[Begin Source text]

Buncombe County Schools (BCS) is the public school system overseeing education in Buncombe County, North Carolina, including parts of Asheville, North Carolina. The Buncombe County Schools system is the largest in Western North Carolina with almost 25,000 students enrolled in 47 schools and programs.  It is also one of only 8 school districts in North Carolina to be accredited by the Southern Association of Colleges and Schools. In 2017, BCS ranked 16th in the United States and first in the state of North Carolina for the number of National Board Certified Teachers.

Structure 

There are seven members of the Board of Education who are elected to serve four-year terms and new members are elected every two years. One candidate is elected from each of the six districts and one at-large. Candidates are elected on a nonpartisan basis. Voters in each district vote for candidates from all districts and for the at-large candidate. The Superintendent is appointed by the Board and serves as Secretary to the Board.

For 2017-18, Ms. Ann B. Franklin of the North Buncombe District serves as Madam Chair of the Board of Education. Dr. Tony Baldwin has served the Board of Education as the school superintendent since 2009.

A separate entity from the Board of Education is the Buncombe County Schools Foundation. The foundation, which was founded in 1984, supports the schools and employees with volunteers and financial contributions.

This school system is divided into six districts: Enka, Erwin, North Buncombe, Owen, Reynolds, and Roberson.  Within each school district, there is one high school, one or two middle schools, and three to five elementary schools. Some districts also host an intermediate school, serving grades 5-6; in these districts, the middle school serves grades 7 and 8.

The system offers several alternative education settings. At the high school level, an Early College and a Middle College are housed on the campus of Asheville-Buncombe Technical Community College (A-B Tech). Early College allows students to earn a high school diploma and associate degree simultaneously, while Middle College confers a high school diploma. Meanwhile, Community High School in Swannanoa, NC provides an alternative education setting for at-risk students. Finally, the Progressive Education Program serves students with intellectual disabilities in age-appropriate settings at three sites: Estes Elementary, Valley Springs Middle School, and T.C. Roberson High School. Buncombe County Schools is also home to the Martin L. Nesbitt Jr. Discovery Academy, a science, technology, engineering, and math focused magnet high school that pulls students from all six Buncombe County Schools Districts. Martin L. Nesbitt Jr. Discovery Academy was the first high school of its kind in the region and is located at the Buncombe County Schools Central Office Building.

[End Source text]

_Task A_: Count how many lines of the records below contain the word "most", treating uppercase and lowercase as different, and reply with the number alone.

[Begin Dataset]

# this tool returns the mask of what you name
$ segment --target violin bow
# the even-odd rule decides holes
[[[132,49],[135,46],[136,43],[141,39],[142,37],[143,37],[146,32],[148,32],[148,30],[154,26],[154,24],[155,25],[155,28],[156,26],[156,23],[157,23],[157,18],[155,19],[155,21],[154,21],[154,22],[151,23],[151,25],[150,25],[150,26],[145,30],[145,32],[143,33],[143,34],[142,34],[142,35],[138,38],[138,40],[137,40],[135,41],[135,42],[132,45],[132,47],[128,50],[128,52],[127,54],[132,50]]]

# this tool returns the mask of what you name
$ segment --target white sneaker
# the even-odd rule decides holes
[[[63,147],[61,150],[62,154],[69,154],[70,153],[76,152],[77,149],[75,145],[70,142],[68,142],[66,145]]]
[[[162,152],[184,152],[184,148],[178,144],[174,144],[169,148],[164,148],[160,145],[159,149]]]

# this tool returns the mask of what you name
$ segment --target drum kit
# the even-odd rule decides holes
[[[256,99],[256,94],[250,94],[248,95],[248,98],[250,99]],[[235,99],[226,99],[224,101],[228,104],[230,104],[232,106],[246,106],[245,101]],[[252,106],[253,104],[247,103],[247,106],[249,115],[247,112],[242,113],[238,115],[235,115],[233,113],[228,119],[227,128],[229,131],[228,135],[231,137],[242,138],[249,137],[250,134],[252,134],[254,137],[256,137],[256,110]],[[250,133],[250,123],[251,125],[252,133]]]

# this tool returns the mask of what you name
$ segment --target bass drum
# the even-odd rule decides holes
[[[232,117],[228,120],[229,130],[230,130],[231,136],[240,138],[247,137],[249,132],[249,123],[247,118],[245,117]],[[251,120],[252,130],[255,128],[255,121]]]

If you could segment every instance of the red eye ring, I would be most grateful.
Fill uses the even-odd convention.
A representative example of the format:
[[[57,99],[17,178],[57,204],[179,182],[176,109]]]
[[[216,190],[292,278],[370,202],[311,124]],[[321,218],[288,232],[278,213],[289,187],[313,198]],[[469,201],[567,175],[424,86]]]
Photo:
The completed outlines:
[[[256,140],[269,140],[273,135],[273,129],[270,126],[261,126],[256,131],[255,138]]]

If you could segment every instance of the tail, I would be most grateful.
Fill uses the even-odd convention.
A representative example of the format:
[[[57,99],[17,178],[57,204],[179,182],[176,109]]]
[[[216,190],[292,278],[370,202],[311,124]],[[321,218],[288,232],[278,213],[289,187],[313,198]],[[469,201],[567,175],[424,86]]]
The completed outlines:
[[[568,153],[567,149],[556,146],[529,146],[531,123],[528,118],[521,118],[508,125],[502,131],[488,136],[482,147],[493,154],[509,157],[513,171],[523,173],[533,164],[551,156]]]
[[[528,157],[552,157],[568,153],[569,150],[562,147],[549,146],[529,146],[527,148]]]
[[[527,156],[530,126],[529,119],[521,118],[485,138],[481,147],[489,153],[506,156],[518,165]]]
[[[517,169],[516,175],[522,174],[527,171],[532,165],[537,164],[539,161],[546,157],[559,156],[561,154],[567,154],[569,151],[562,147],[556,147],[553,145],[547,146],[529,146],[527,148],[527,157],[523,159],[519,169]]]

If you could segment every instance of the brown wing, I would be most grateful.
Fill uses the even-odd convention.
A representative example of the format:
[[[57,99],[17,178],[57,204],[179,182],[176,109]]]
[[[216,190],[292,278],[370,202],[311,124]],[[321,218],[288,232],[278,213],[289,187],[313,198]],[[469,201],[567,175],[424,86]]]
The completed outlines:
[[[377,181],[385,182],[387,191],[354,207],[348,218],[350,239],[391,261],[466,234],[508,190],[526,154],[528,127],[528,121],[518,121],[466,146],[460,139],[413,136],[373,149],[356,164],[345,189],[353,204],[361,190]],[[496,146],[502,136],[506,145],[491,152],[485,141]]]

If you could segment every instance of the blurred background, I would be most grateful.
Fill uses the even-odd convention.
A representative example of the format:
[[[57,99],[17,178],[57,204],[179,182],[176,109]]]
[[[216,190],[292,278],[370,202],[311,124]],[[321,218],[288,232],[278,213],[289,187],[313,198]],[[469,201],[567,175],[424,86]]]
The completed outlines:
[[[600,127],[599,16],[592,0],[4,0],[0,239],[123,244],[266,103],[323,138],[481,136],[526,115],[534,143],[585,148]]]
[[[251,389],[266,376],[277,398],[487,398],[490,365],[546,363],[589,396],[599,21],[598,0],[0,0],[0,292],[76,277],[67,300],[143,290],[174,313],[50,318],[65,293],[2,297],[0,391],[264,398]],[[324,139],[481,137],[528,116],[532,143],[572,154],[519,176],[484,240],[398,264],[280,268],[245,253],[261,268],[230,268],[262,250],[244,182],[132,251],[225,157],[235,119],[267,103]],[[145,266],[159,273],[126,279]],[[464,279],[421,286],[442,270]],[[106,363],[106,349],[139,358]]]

[End Dataset]

_Task B_: According to the text on Buncombe County Schools, in what year was the Buncombe County Schools Foundation founded?

_Task response A_: 4

_Task response B_: 1984